(Document):
___
Les cyanobactéries ont été mises en cause dans la mort d’un chien en Dordogne, au lac de Jemaye, en avril dernier ©Philippe Greiller Illustration

Depuis le début du XXe siècle, les flux d’azote et de phosphore qui arrivent en mer ont quasiment doublé. Cette overdose met gravement en péril les eaux douces comme les zones côtières en favorisant la prolifération d’algues et, probablement, des cyanobactéries 

De la Chine à la Bretagne en passant par la Baltique ou le golfe du Mexique, de nombreux milieux aquatiques étouffent, victimes d’un phénomène en pleine recrudescence : un excès de nutriments conduisant à une raréfaction de l’oxygène par la prolifération d’algues.

Ce phénomène, l’eutrophisation, est « une sorte d’indigestion des écosystèmes« , explique Gilles Pinay, chercheur au CNRS et co-pilote d’un rapport dont la synthèse a été publiée le 20 septembre. Réalisée à la demande des ministères de la Transition écologique et de l’Agriculture, cette expertise collective a rassemblé une équipe issue de la recherche publique : CNRS, Ifremer, INRA, IRSTEA et universités.

Due à une surcharge d’azote et de phosphore issus notamment des activités agricoles et industrielles, l’eutrophisation se traduit par une prolifération de microalgues vertes dans les zones côtières. Leur décomposition entraîne un appauvrissement ou un épuisement du milieu en oxygène, voire l’émission de gaz toxiques. Dans les lacs et les cours d’eau, elle se manifeste par l’apparition de cyanobactéries toxiques (autrefois appelées « algues bleues »).
___
Relevez tous les acteurs de la recherche publique dont était issue l'équipe de l'expertise collective, selon le document sur l'eutrophisation. Les enregistrements qui suivent forment un matériau distinct du document.

(Enregistrements fournis):
___
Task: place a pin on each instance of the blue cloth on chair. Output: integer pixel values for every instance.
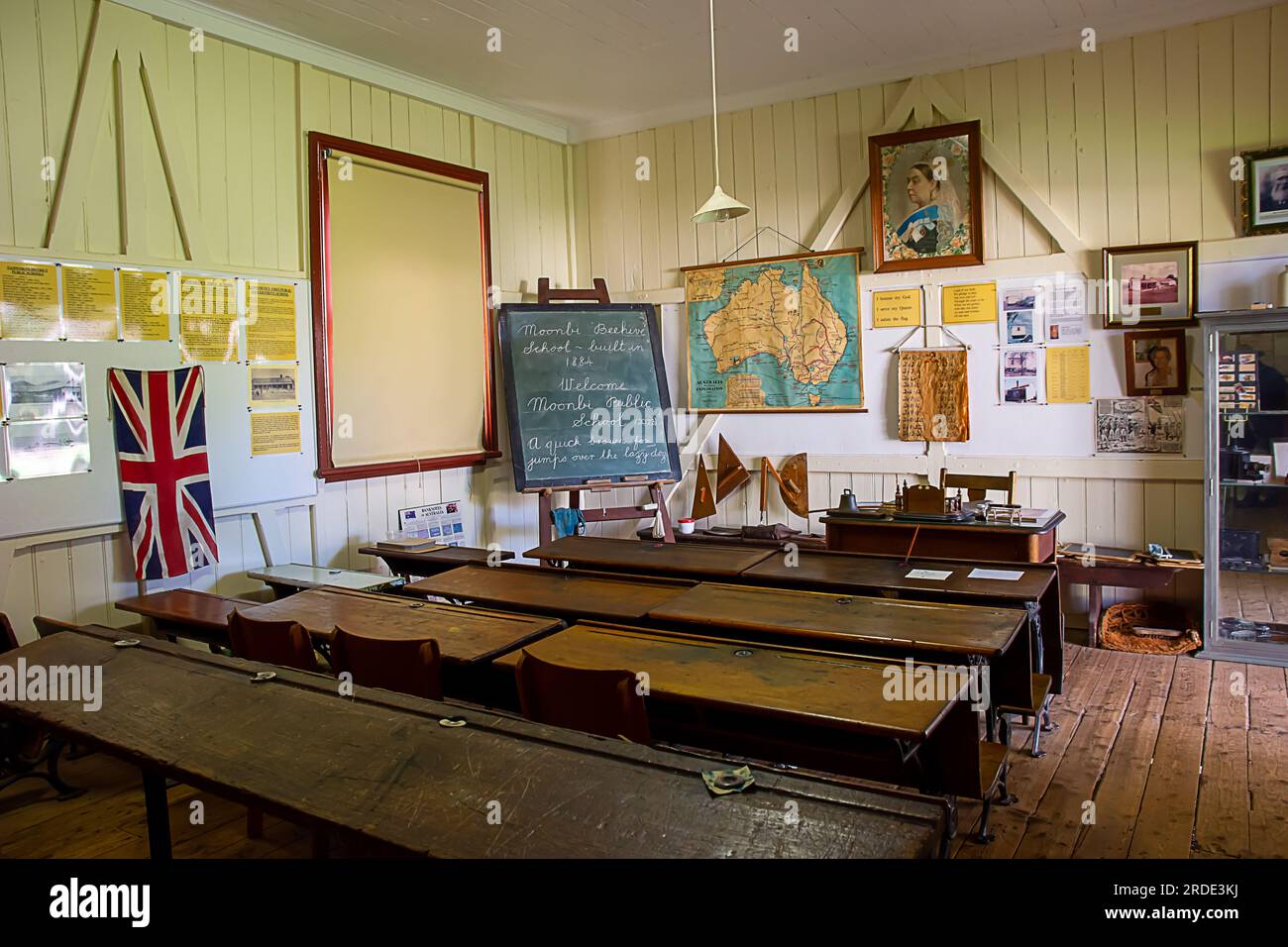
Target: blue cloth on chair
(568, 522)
___
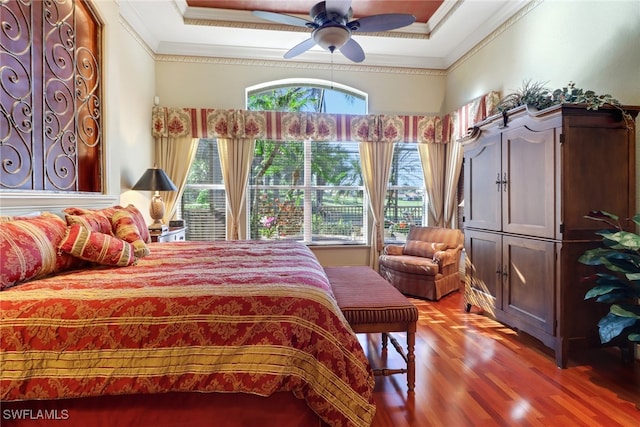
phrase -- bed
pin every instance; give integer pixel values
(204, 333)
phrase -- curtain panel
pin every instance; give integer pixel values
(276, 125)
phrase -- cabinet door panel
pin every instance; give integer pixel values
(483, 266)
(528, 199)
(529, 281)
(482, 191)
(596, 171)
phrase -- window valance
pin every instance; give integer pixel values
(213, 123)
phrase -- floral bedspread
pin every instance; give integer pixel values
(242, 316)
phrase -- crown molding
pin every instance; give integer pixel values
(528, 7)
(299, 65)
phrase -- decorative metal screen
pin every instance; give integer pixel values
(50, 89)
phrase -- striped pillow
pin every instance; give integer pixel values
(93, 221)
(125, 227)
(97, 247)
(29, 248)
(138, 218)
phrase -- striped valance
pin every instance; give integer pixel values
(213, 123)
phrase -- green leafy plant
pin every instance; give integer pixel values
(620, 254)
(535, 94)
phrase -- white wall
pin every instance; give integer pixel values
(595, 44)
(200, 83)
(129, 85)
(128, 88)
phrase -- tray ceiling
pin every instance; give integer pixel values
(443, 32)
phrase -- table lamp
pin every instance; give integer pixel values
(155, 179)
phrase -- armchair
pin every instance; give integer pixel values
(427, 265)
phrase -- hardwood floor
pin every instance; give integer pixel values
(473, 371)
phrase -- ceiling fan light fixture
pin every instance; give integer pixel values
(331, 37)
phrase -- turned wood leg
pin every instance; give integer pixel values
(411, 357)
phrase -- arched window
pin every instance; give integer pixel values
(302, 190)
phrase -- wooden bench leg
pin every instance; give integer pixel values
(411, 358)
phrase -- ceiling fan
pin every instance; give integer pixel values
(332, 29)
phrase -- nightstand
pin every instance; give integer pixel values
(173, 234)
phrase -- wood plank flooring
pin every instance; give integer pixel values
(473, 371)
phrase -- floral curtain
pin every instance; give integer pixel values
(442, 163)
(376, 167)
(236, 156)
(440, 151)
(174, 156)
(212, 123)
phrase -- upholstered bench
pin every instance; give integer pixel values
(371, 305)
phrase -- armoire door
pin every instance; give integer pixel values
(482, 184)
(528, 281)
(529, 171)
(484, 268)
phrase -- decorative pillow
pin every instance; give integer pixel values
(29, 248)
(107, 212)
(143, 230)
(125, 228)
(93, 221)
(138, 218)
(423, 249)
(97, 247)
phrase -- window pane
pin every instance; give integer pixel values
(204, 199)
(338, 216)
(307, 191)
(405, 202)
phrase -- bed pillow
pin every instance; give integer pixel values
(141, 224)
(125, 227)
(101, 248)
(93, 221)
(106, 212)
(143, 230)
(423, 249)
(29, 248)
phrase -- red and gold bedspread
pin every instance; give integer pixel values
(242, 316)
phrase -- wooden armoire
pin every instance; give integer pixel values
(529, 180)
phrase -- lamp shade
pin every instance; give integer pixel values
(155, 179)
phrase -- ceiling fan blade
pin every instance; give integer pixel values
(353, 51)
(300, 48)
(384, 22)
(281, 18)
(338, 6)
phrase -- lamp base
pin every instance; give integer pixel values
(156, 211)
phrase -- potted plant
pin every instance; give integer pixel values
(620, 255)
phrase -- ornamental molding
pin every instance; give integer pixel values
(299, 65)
___
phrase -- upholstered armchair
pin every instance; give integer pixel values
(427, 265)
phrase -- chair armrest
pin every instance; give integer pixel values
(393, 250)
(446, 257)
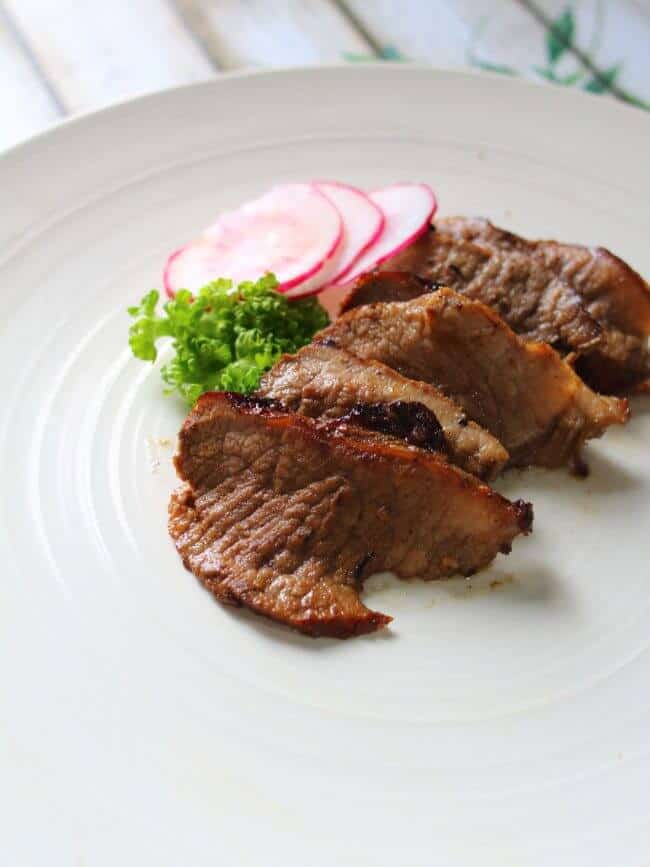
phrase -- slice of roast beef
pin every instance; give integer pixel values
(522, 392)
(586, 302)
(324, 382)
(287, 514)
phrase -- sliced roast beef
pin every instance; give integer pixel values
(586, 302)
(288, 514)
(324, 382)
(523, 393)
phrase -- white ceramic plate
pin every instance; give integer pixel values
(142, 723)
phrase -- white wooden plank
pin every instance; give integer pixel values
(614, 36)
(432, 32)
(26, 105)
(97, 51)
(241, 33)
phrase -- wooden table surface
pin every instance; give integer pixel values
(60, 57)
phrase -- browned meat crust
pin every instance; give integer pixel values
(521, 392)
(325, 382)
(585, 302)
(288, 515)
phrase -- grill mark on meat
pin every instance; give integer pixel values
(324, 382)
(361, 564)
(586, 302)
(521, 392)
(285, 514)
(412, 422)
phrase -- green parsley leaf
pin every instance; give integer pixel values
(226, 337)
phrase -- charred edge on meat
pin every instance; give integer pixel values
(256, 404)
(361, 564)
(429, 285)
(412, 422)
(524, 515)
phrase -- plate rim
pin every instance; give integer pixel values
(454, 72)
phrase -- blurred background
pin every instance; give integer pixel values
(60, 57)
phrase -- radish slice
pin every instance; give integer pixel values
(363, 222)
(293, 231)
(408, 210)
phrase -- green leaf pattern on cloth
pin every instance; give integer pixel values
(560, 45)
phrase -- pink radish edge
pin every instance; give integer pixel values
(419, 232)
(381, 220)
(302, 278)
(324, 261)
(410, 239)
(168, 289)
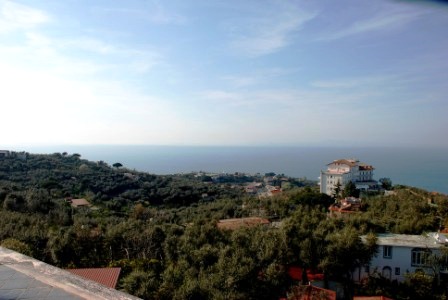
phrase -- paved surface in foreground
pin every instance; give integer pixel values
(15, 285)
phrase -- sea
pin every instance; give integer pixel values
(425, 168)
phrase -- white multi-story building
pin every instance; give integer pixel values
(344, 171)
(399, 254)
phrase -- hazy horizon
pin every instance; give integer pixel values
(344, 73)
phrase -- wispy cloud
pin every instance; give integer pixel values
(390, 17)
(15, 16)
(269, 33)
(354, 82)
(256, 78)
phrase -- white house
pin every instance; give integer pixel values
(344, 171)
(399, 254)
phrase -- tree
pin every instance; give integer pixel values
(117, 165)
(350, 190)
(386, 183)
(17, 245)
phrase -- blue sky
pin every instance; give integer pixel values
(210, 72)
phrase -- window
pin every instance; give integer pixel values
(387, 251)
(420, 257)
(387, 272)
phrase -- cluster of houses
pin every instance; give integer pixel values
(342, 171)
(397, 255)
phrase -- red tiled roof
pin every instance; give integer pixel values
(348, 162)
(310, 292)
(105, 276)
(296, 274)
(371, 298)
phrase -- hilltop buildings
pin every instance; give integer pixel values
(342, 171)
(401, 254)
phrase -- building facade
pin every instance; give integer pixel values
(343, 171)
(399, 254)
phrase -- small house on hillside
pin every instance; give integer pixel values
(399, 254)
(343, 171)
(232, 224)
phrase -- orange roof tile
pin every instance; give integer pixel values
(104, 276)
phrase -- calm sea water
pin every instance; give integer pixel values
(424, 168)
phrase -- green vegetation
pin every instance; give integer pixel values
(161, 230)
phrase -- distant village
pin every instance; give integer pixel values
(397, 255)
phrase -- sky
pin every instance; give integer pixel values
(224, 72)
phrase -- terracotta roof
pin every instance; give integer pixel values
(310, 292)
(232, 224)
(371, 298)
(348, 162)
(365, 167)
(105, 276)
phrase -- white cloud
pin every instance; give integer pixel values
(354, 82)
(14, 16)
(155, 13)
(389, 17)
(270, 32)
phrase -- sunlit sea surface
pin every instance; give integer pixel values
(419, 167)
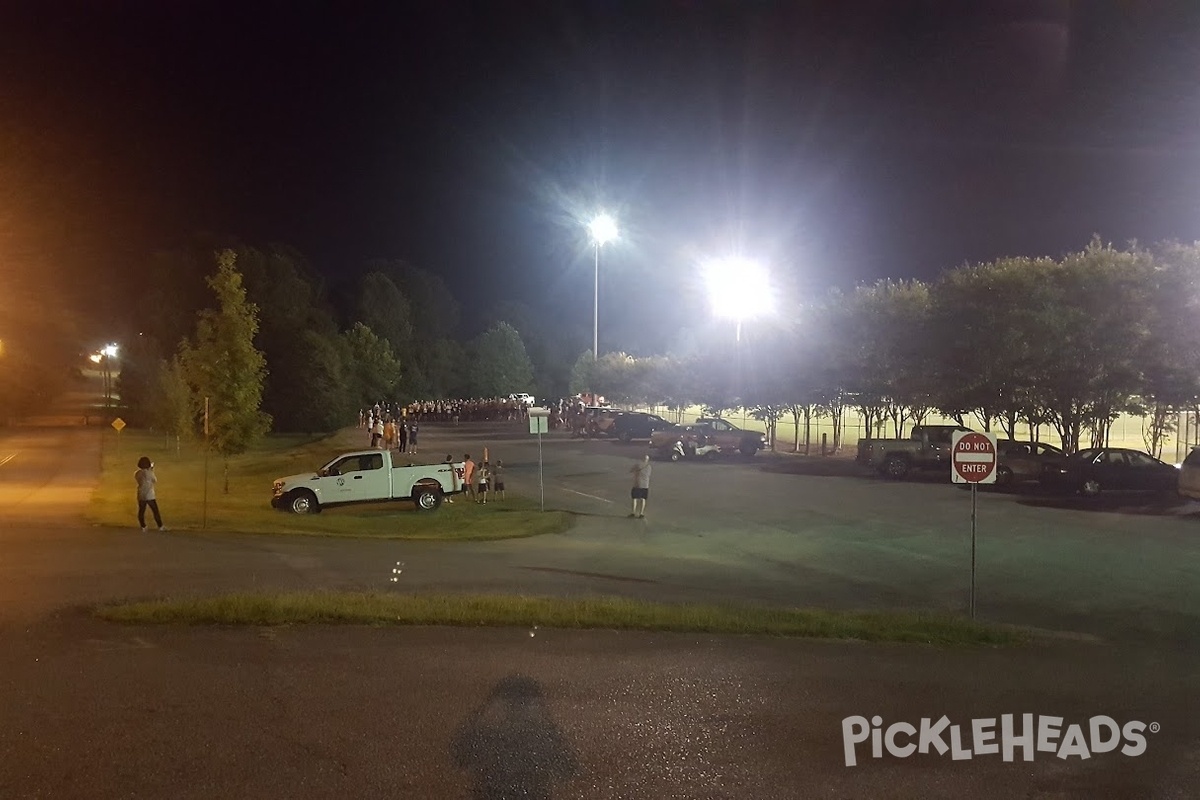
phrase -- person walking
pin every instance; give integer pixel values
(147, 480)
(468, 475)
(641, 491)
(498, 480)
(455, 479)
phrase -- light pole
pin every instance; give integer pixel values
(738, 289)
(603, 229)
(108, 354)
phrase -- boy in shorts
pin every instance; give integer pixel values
___
(Réponse complète): CNRS, Ifremer, INRA, IRSTEA et universités.